# Material start

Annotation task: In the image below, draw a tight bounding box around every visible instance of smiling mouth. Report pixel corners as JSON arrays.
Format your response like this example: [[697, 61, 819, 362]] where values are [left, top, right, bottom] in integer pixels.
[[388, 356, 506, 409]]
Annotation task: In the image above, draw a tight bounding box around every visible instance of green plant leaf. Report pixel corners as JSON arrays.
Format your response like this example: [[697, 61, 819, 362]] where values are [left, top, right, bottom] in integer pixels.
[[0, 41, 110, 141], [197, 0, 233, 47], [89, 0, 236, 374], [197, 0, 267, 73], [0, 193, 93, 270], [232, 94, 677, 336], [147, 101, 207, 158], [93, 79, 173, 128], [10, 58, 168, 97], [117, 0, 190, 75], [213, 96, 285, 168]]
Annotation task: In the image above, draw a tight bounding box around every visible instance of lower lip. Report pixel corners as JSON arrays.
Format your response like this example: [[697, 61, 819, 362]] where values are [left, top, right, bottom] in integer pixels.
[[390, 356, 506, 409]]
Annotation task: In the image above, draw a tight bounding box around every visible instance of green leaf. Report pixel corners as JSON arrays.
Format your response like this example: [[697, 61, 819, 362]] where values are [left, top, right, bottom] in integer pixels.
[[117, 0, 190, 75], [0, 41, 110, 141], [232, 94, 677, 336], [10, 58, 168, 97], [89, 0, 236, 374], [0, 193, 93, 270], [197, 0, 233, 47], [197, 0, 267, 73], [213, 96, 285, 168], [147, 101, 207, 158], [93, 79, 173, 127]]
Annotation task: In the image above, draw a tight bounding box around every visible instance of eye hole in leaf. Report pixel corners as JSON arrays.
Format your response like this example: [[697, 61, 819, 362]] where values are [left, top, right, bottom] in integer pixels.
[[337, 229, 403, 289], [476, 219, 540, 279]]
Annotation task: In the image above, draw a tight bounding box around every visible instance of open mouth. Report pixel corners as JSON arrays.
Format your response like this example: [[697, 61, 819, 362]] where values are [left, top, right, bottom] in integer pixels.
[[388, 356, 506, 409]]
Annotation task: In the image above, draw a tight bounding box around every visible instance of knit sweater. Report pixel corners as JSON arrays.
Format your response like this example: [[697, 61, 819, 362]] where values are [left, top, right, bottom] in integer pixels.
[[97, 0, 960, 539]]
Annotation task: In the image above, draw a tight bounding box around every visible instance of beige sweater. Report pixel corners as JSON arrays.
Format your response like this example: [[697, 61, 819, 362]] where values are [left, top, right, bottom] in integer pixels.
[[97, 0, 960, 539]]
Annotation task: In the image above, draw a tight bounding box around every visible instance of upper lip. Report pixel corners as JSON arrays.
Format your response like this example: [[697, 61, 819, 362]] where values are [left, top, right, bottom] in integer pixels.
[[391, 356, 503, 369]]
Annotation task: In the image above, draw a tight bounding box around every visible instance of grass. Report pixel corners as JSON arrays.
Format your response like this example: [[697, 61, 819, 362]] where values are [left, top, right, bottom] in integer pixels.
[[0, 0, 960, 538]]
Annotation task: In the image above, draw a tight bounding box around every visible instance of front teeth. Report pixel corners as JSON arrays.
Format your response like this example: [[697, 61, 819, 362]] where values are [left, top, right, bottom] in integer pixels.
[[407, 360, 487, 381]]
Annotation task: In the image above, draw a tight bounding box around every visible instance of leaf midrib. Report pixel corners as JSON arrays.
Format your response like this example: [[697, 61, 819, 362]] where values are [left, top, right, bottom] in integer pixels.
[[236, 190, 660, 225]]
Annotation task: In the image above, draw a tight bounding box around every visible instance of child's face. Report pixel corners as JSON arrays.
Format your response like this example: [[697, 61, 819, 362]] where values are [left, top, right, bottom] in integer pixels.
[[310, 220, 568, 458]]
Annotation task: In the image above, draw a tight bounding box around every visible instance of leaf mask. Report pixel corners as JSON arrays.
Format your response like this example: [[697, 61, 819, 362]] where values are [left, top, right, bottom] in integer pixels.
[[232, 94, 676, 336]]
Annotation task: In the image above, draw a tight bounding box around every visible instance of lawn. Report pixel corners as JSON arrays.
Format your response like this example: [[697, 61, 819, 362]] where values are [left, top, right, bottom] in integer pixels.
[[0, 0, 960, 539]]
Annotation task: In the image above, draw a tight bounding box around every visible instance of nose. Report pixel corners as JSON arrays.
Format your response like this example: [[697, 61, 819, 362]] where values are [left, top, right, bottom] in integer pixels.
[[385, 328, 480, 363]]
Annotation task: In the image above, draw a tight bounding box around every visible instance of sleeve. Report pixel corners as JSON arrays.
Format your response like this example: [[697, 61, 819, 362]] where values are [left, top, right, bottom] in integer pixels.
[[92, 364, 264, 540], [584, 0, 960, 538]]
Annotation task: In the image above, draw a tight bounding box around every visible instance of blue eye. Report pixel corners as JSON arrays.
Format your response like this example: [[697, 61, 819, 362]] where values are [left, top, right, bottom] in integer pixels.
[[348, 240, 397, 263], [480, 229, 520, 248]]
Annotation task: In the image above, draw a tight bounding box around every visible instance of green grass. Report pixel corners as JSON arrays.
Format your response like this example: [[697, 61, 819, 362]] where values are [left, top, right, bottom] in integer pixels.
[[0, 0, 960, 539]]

# Material end

_Stated problem_. Reproduce the part of the listing above that begins with the line containing "lower lip. Report pixel corners as JSON arrays." and ends with the line containing "79, 173, 127]]", copying every line in that stretch unchanged.

_Expected answer_.
Annotation task: In the image above, draw a tight bounding box around every visible instance of lower lip. Report pixel corners as JSON arrays.
Format your response like this example: [[697, 61, 819, 362]] where values are [left, top, right, bottom] in integer pixels.
[[390, 356, 506, 409]]
Annotation task: In the image above, draw a tight bounding box around every visible instance of green leaf. Report pixel corners as JSON arrays.
Format your response like this example: [[697, 61, 819, 362]] where values are [left, top, right, bottom] in integer pixels.
[[117, 0, 190, 75], [0, 41, 110, 141], [232, 94, 677, 336], [10, 58, 168, 97], [89, 0, 236, 374], [0, 193, 93, 270], [197, 0, 233, 47], [197, 0, 267, 73], [213, 96, 285, 168], [147, 101, 207, 158], [93, 79, 173, 127]]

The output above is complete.